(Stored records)
>> Start
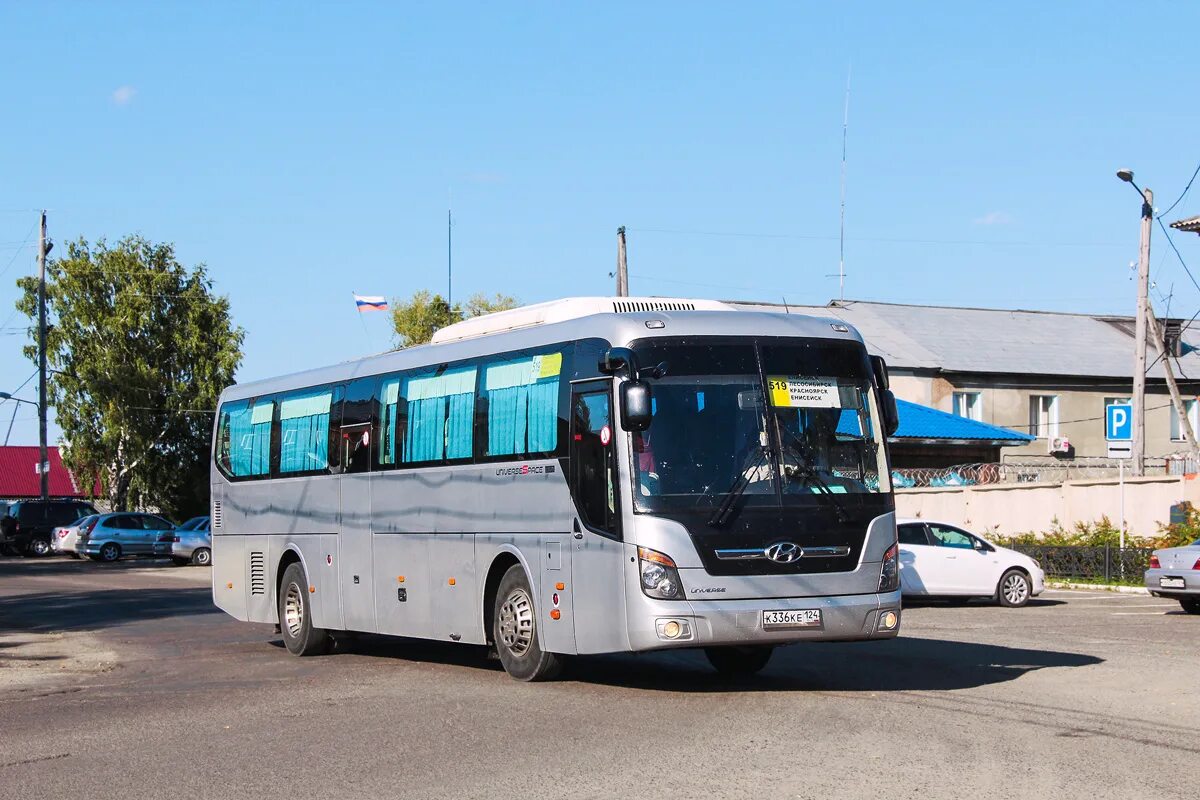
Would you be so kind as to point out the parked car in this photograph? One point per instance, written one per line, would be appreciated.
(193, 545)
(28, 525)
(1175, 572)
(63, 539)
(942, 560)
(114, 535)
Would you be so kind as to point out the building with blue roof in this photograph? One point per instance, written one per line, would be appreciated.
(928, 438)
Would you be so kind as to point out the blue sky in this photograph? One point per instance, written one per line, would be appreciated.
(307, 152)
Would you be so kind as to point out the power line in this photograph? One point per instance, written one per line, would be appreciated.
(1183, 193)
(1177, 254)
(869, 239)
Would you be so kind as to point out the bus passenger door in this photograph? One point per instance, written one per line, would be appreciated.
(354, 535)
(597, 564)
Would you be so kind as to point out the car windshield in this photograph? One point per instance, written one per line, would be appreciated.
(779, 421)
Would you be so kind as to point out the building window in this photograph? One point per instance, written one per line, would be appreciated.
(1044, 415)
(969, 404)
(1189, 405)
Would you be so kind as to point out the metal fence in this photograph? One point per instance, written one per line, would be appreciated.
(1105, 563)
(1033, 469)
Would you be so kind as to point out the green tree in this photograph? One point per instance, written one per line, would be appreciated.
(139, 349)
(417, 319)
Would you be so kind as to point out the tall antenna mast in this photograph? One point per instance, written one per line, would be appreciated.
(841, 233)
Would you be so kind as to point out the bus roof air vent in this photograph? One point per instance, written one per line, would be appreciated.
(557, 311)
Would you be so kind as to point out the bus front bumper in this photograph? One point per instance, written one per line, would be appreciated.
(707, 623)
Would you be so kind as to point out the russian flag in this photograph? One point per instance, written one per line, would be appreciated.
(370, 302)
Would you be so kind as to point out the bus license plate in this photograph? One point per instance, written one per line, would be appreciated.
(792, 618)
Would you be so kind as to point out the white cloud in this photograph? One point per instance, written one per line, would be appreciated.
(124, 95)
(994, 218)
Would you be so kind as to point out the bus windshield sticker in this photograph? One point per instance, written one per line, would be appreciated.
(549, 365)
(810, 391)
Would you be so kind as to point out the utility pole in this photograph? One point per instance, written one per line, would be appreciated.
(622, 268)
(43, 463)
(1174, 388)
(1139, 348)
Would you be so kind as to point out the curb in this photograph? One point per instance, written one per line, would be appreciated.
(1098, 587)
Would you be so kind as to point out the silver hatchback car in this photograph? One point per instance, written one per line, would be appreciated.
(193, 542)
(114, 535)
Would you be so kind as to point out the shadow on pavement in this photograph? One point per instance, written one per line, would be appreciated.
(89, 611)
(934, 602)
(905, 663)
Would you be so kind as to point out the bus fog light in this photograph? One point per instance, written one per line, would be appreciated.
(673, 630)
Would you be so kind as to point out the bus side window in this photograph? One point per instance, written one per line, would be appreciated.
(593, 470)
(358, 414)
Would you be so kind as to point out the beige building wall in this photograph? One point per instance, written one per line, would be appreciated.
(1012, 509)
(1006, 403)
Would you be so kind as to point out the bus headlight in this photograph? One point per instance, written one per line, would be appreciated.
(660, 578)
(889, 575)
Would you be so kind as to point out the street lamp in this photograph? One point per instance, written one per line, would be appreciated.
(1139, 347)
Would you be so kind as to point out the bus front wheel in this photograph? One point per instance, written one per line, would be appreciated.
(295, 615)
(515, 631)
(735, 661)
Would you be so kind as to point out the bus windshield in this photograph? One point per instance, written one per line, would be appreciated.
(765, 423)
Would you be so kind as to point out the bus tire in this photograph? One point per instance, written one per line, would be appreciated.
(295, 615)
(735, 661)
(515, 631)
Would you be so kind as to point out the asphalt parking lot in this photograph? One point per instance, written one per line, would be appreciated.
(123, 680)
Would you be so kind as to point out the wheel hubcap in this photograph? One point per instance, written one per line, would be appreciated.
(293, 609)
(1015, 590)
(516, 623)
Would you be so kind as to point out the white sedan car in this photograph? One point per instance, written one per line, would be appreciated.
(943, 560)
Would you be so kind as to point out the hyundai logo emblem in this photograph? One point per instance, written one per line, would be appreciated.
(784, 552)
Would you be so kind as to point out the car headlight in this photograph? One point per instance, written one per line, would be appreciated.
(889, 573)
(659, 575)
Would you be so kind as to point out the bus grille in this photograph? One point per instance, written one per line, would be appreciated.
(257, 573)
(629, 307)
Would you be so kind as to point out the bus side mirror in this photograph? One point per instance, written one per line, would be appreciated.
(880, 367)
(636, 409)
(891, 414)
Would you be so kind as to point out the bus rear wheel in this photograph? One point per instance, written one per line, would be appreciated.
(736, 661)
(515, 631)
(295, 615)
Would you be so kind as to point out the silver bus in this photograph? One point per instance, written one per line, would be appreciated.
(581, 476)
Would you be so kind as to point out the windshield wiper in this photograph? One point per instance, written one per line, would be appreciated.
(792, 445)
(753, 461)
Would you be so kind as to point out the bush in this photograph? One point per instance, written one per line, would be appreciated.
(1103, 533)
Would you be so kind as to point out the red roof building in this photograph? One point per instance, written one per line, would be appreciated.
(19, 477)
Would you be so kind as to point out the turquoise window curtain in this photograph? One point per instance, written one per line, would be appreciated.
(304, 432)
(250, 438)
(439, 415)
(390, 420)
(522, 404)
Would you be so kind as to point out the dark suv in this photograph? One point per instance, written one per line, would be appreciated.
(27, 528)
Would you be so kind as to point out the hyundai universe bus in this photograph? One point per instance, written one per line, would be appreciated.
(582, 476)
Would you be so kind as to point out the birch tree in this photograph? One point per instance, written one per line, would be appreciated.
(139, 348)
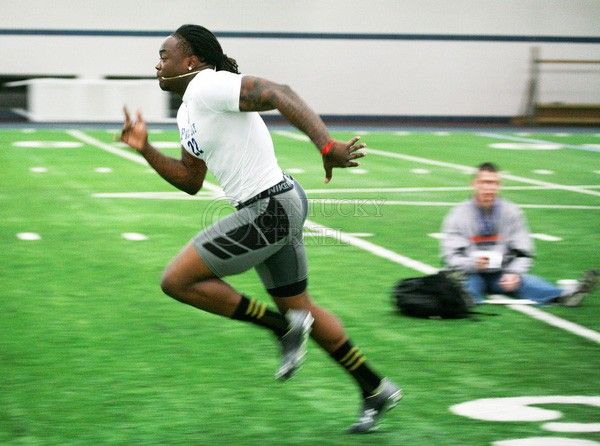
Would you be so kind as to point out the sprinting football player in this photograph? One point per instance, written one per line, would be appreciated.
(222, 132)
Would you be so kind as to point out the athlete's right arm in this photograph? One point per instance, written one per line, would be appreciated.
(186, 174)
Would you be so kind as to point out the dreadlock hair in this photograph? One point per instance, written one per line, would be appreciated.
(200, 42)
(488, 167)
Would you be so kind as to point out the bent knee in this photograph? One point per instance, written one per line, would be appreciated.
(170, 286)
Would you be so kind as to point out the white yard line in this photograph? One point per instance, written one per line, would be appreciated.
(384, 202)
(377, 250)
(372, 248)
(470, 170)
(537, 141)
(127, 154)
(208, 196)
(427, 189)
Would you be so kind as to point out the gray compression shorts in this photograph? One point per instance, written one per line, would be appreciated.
>> End
>> Start
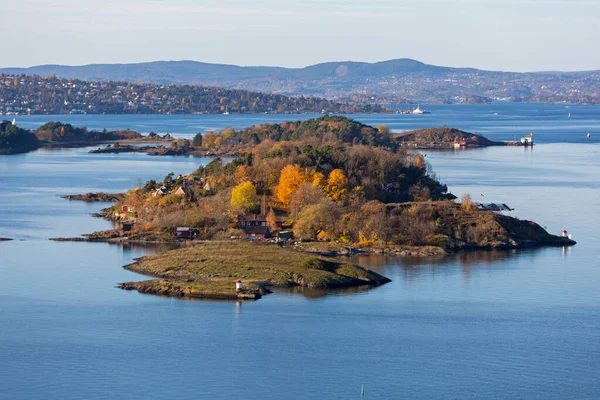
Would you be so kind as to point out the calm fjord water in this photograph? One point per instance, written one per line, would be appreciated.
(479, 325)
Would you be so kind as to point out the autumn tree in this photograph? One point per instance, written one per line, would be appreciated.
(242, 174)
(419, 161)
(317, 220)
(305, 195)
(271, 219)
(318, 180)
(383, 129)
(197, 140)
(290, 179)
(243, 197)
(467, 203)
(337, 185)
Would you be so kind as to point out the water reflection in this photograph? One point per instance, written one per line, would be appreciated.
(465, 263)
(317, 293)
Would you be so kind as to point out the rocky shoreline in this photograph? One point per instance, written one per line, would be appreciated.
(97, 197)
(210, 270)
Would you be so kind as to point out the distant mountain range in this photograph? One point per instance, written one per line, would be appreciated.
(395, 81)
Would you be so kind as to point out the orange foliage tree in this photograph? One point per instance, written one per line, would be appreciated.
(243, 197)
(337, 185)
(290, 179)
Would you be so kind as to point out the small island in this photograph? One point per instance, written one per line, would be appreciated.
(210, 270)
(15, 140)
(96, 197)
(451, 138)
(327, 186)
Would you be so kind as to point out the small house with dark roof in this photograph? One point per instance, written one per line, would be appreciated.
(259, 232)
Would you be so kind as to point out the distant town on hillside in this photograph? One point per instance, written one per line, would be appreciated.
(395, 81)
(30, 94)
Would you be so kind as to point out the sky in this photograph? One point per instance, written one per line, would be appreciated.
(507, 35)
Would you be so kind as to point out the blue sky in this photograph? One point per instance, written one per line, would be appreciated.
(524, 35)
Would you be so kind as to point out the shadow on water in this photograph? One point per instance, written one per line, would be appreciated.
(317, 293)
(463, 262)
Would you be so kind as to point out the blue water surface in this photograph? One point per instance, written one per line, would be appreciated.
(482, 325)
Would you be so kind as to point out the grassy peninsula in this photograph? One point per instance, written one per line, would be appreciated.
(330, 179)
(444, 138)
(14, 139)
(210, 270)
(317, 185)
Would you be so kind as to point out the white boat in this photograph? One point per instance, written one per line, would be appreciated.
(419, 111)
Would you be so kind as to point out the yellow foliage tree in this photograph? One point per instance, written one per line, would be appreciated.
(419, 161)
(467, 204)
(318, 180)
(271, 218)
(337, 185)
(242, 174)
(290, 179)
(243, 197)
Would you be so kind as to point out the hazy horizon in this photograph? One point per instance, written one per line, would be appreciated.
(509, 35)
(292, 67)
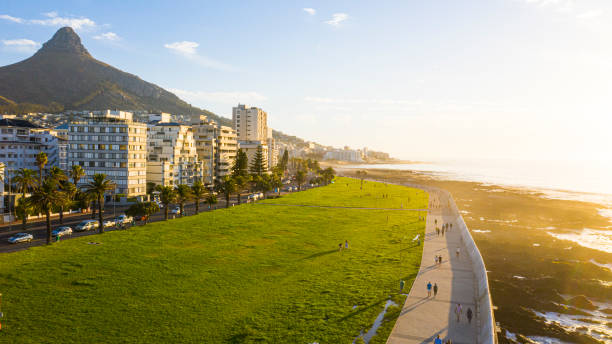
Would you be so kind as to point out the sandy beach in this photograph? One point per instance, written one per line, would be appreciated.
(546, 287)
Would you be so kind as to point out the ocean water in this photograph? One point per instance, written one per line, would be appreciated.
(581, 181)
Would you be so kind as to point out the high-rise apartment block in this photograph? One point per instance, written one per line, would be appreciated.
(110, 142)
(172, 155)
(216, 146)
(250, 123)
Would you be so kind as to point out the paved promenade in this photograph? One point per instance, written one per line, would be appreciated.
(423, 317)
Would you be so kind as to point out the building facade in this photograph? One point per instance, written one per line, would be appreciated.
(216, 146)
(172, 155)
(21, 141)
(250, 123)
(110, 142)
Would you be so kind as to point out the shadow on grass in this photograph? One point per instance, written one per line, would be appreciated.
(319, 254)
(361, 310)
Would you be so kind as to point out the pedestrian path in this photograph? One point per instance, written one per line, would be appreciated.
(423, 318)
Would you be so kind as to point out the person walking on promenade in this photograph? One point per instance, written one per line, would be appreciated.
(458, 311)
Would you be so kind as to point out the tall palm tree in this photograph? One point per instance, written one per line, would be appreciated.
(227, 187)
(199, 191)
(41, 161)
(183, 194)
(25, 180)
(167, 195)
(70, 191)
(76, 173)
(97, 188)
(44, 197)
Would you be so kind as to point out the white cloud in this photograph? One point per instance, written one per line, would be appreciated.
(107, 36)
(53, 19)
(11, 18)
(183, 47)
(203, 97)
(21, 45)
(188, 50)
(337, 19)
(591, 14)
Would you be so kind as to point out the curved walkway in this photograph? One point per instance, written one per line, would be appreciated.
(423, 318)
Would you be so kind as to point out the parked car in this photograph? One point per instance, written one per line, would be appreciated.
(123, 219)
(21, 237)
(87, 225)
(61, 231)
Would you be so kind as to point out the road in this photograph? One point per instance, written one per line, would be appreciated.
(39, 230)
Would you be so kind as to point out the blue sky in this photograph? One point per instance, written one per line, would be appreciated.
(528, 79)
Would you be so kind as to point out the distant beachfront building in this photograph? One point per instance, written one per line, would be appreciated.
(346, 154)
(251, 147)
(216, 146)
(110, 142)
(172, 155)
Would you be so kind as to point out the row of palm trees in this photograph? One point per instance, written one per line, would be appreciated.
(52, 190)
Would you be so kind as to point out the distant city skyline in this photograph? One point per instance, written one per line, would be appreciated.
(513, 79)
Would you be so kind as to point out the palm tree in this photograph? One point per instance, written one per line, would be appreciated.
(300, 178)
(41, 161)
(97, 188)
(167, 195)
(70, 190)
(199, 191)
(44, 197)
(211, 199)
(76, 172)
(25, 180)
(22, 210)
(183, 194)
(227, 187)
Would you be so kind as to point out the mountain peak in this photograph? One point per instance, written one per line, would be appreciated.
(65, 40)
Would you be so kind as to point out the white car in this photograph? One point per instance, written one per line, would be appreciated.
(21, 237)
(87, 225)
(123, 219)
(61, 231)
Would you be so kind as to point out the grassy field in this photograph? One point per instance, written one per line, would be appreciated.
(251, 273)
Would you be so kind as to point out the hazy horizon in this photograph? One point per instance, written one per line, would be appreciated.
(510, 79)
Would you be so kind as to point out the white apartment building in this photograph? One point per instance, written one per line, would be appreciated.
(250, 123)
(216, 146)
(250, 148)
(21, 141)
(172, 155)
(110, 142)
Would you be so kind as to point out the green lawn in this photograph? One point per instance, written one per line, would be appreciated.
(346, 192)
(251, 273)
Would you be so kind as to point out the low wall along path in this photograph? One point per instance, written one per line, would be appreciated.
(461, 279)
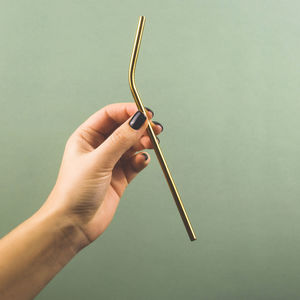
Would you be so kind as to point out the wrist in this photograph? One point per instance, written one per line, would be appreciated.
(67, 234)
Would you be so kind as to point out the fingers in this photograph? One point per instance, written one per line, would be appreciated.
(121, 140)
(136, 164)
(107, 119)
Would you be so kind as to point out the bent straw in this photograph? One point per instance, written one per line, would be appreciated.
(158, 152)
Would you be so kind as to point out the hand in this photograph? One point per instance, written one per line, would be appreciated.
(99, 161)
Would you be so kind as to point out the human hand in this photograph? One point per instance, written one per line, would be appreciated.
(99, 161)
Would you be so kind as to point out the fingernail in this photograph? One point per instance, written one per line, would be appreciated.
>> End
- _Brief_: Locate every row above that contains the word "path", and copy each such row in full.

- _Worked answer_:
Would you be so kind as to point out the pedestrian path in this photograph? One point per instance, written one per line, would be appreciated.
Would you be so kind as to point out the low wall along path in this photograph? One point per instance, written one per line, would be appreciated.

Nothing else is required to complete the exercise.